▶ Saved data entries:
Start of Block
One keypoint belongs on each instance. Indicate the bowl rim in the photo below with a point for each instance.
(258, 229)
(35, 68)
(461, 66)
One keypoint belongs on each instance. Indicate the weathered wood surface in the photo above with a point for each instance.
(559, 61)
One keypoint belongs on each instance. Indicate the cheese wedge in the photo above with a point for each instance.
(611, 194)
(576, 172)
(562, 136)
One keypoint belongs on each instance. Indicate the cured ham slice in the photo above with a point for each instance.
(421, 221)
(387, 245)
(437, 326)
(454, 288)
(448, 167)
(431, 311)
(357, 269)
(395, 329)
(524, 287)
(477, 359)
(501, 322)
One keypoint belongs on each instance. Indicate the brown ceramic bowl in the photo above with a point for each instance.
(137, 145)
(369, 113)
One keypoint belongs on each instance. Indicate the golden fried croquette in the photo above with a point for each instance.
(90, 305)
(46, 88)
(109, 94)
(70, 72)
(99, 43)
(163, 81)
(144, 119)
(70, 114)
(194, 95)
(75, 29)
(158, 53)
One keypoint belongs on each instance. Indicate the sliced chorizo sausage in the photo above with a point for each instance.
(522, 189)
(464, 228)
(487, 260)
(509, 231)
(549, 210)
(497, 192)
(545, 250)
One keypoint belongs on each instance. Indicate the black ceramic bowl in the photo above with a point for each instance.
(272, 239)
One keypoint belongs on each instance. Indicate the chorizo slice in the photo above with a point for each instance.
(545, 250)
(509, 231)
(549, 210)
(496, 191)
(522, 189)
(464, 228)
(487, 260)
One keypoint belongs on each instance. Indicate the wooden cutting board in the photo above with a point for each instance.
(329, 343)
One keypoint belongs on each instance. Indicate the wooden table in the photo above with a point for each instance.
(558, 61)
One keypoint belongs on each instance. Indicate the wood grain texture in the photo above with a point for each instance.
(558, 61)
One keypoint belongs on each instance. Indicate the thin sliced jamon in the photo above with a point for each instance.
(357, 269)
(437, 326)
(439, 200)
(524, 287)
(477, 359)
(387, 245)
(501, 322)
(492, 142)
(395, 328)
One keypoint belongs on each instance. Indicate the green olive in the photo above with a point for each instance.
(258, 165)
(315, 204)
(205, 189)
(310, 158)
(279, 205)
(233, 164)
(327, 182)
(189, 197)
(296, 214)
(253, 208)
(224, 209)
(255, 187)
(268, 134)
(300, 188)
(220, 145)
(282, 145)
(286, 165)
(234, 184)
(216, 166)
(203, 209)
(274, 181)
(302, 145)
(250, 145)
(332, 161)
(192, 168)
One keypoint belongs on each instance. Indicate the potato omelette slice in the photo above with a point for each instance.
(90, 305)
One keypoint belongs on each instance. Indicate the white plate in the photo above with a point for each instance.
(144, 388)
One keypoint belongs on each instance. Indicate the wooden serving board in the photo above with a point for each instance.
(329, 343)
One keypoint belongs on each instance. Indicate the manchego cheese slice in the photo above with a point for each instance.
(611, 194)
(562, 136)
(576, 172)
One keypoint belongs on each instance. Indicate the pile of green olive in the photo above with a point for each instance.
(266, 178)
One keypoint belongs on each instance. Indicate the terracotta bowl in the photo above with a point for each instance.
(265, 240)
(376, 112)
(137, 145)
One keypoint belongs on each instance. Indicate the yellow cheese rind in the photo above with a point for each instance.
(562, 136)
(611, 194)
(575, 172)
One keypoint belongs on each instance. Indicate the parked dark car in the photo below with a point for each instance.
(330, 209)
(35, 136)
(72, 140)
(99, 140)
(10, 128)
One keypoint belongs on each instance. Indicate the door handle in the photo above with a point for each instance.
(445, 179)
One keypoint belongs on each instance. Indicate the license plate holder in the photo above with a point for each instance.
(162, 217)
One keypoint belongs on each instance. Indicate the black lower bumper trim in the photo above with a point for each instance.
End of Block
▶ EXERCISE INSTRUCTIONS:
Your answer must be the lines from the one containing "One keypoint belongs on each instance. Indicate the license" through the last line of the entries, copied exactly, with no other lines.

▶ EXERCISE RESPONSE:
One keypoint belongs on each instance. Indicate the license plate holder in the photo above with a point for each instance.
(162, 217)
One keypoint belongs on each instance. Indicate the black lower bumper trim in the photo above with a point for each instance.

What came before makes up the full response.